## TEXT PROVIDED

Concepts
Evaluation and Monitoring

Evaluation and Monitoring

Basic concept

Evaluation and Monitoring is a key aspect of staying on top of your LLM based application. This step is necessary if you want to be able to make claims about your LLM performance that are actually backed by data and not made up. Like most things in GuardOps, Evaluationd and Monitoring is also directly linked to a project.

Evaluation

An evaluation can be something as a predefined test to determine a model's performance in summaziring text. The evaluation itself defines the steps that need to be done to perform one iteration of the evaluation, called a run or evaluation item. For every evaluation, multiple runs can be performed in any interval that then can be monitored over time. This allows data backed judgement of your application's performance.

Evaluation can be done in two ways. You can use the Python Library provided with GuardOps or build simplified, less tunable evaluations using Flows in the Frontend.

Evaluation using the Python Library

The Python Library provides a more granulated Framework with predefined Evaluation methods already implemented. In addition to these readily available Evaluation methods, the basic structure of the library is built so that users can expand the core components with their own individual implementations of evaluation methods. Refer to the How-To-Guide and Usage Examples for code examples.

Evaluation using Flows

The Frontend provides a flow based integration for using the predefined methods provided through the Python Library. This allows users without sufficient python knowledge to use the library in a simplified version. In the future, Flows for established Evaluation Methods will be available for one click importing.

Monitoring

Monitoring is important to get an overview of an application's performance over time. The monitoring done in GuardOps is fully on the frontend side and does not use the Python Library. For every project, monitoring shows charts for each evaluation and the result of their runs.

In the future, a sandbox based approach to pick the exact data that you want to display is planned, but for now it is focused on the visualization of an evaluation's total score over time.

## TASK SET
1. Transcribe the Evaluation and Monitoring page verbatim, everything from "Basic concept" down to "to a project.".
2. According to the Evaluation and Monitoring page, what is one iteration of an evaluation called?

## Extracted entries

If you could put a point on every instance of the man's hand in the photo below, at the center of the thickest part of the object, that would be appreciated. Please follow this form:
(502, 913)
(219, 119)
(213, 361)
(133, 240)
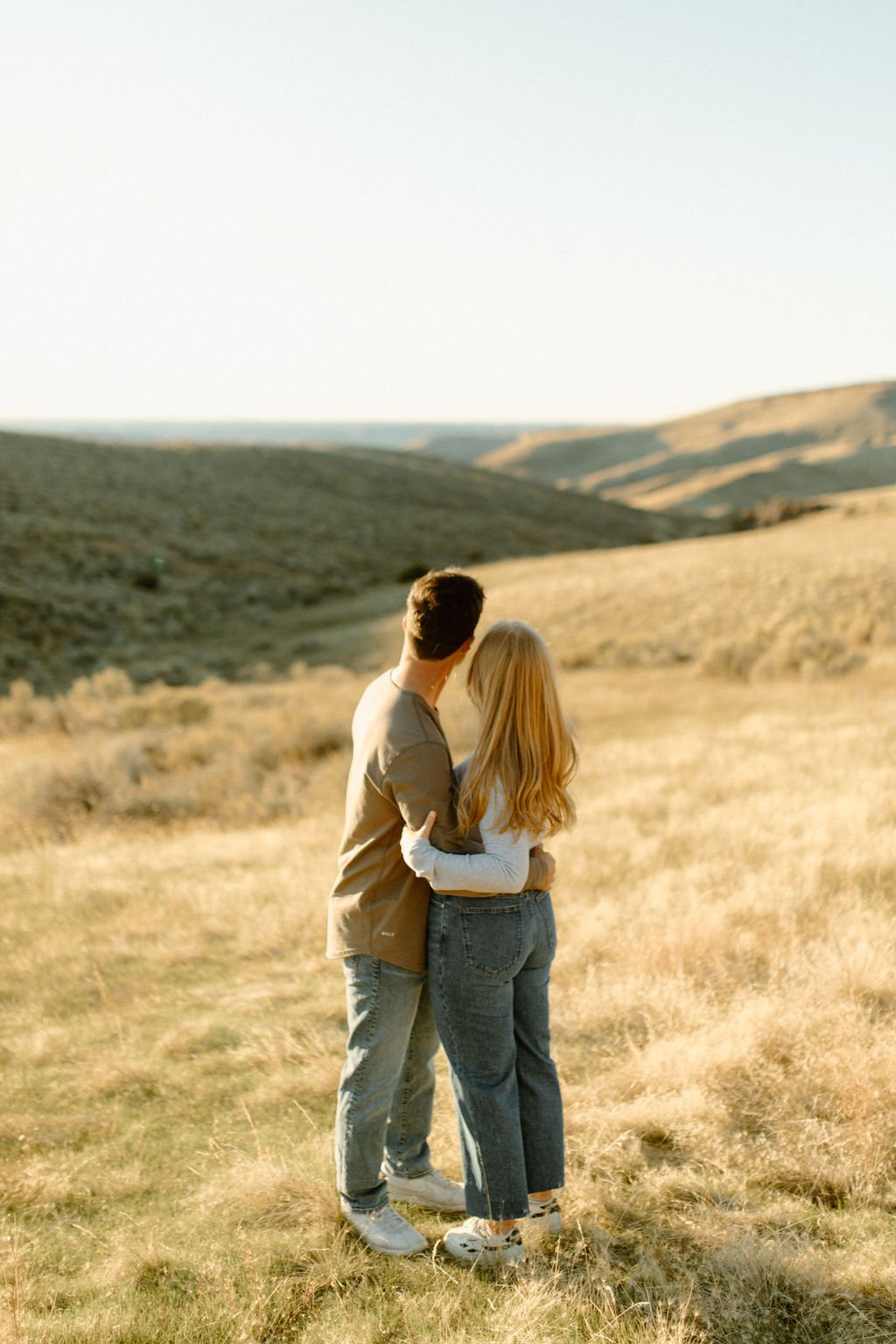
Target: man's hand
(551, 863)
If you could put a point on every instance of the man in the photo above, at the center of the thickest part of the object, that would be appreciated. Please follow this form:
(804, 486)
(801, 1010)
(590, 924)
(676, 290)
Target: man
(378, 914)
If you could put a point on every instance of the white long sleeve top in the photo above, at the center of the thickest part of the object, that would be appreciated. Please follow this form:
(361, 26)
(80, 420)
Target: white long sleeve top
(502, 869)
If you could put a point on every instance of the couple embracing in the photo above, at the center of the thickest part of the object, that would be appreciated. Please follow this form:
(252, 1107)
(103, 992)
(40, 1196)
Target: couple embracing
(441, 914)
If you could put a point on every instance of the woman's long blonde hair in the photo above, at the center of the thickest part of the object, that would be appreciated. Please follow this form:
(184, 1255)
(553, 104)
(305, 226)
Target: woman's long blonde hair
(524, 739)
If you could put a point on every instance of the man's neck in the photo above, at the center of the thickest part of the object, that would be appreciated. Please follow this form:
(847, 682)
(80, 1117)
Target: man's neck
(422, 676)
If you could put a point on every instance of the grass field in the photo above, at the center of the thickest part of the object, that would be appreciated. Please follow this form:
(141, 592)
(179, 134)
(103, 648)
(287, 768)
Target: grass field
(186, 562)
(724, 1004)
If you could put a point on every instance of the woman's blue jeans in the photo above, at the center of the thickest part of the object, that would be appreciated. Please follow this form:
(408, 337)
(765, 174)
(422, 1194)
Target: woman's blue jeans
(489, 962)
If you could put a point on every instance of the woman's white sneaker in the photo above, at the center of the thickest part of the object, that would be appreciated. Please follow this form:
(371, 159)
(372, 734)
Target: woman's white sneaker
(431, 1191)
(384, 1230)
(546, 1215)
(473, 1241)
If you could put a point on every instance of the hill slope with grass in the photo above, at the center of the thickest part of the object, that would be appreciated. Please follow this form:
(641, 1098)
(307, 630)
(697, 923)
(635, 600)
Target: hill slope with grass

## ANSWERS BY ITEM NUMBER
1.
Basic concept

Evaluation and Monitoring is a key aspect of staying on top of your LLM based application. This step is necessary if you want to be able to make claims about your LLM performance that are actually backed by data and not made up. Like most things in GuardOps, Evaluationd and Monitoring is also directly linked to a project.

2. A run or evaluation item.